**Work request:** The lines to reproduce from the material below are those from the one containing "Query: white chest plumage" through the one containing "-- a row prints like pixel 168 170", both included; write them out exactly and add nothing.

════════

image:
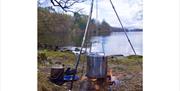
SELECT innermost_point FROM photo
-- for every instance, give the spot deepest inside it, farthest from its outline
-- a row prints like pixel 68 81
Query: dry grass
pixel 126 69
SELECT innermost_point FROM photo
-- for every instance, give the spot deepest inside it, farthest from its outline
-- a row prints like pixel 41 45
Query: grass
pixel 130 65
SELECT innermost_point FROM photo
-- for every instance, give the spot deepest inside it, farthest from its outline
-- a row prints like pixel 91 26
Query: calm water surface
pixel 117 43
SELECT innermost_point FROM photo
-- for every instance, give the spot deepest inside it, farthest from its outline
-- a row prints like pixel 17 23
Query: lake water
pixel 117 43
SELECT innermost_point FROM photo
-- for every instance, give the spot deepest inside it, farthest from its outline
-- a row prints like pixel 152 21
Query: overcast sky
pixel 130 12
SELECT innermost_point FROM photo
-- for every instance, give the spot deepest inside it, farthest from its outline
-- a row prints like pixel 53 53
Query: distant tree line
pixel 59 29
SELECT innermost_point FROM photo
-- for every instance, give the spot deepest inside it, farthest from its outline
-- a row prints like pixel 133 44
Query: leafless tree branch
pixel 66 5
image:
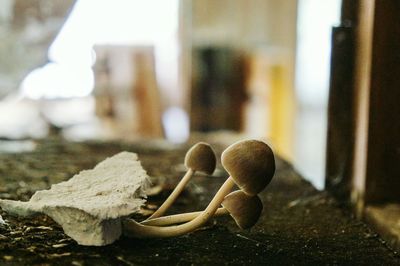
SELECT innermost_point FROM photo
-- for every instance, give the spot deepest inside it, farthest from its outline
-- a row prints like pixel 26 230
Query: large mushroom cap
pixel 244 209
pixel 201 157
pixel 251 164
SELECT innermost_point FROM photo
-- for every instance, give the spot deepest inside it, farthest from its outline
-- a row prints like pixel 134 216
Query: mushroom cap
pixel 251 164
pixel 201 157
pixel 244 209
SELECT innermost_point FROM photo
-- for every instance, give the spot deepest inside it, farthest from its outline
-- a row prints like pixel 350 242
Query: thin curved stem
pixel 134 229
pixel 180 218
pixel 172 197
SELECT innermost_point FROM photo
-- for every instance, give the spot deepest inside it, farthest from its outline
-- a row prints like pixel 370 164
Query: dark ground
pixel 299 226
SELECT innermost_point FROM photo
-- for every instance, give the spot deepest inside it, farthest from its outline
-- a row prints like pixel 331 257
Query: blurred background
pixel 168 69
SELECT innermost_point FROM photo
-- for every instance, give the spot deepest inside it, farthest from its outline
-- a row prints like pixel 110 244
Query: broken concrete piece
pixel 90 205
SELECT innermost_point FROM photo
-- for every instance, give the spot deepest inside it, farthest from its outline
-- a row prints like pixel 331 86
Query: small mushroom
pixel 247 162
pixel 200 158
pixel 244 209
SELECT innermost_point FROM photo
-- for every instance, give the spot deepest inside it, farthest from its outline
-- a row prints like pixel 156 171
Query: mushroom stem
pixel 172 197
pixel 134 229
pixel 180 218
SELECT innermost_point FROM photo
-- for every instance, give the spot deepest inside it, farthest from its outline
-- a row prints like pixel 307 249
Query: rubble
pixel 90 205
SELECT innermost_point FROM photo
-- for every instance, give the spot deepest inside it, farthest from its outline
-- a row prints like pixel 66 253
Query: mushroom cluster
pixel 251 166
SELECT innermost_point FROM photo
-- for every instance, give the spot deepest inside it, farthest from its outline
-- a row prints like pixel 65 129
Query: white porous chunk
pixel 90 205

════════

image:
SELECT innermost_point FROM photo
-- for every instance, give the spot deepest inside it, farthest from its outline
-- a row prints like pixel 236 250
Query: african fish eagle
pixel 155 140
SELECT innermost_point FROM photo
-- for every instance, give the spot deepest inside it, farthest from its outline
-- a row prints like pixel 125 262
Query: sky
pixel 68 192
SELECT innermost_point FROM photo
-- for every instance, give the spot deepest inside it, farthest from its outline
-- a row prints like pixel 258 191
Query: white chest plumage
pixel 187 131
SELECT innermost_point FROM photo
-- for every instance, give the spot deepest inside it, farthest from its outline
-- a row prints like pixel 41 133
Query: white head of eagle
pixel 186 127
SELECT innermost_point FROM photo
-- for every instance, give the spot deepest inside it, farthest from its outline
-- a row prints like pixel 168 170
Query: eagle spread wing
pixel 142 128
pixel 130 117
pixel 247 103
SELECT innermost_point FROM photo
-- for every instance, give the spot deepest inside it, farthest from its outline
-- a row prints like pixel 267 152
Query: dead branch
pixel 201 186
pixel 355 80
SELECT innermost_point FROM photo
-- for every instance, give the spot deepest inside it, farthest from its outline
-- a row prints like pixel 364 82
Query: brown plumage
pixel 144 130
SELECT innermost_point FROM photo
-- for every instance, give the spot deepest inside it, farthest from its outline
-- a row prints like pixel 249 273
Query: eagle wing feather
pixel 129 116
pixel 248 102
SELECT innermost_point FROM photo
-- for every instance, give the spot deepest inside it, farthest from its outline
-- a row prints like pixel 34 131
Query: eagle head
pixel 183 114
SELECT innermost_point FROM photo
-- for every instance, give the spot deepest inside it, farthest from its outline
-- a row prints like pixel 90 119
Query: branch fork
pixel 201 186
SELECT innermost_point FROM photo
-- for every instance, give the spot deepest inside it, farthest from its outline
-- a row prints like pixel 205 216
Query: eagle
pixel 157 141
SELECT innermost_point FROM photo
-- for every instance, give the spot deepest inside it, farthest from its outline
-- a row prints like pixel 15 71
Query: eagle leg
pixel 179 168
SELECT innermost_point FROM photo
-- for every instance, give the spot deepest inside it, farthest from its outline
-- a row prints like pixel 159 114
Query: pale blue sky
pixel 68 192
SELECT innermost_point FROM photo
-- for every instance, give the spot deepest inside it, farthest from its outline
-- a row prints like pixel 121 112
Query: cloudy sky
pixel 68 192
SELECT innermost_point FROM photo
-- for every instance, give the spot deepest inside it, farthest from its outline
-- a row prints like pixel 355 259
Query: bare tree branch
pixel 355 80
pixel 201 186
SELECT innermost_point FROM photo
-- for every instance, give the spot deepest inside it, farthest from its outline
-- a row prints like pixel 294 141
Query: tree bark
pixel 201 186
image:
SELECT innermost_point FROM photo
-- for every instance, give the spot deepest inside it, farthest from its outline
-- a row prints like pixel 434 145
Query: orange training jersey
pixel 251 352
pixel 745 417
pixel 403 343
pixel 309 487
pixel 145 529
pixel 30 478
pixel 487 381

════════

**Exercise response:**
Query: white chest plumage
pixel 187 131
SELECT innermost_point FROM photo
-- for every instance, give the spot deepest inside it, farthest from its outline
-- a row prints like pixel 41 133
Query: white head of eagle
pixel 186 127
SELECT innermost_point FROM photo
-- for every instance, give the spot deepest inside it, farthest from its outline
-- a row prints like pixel 168 170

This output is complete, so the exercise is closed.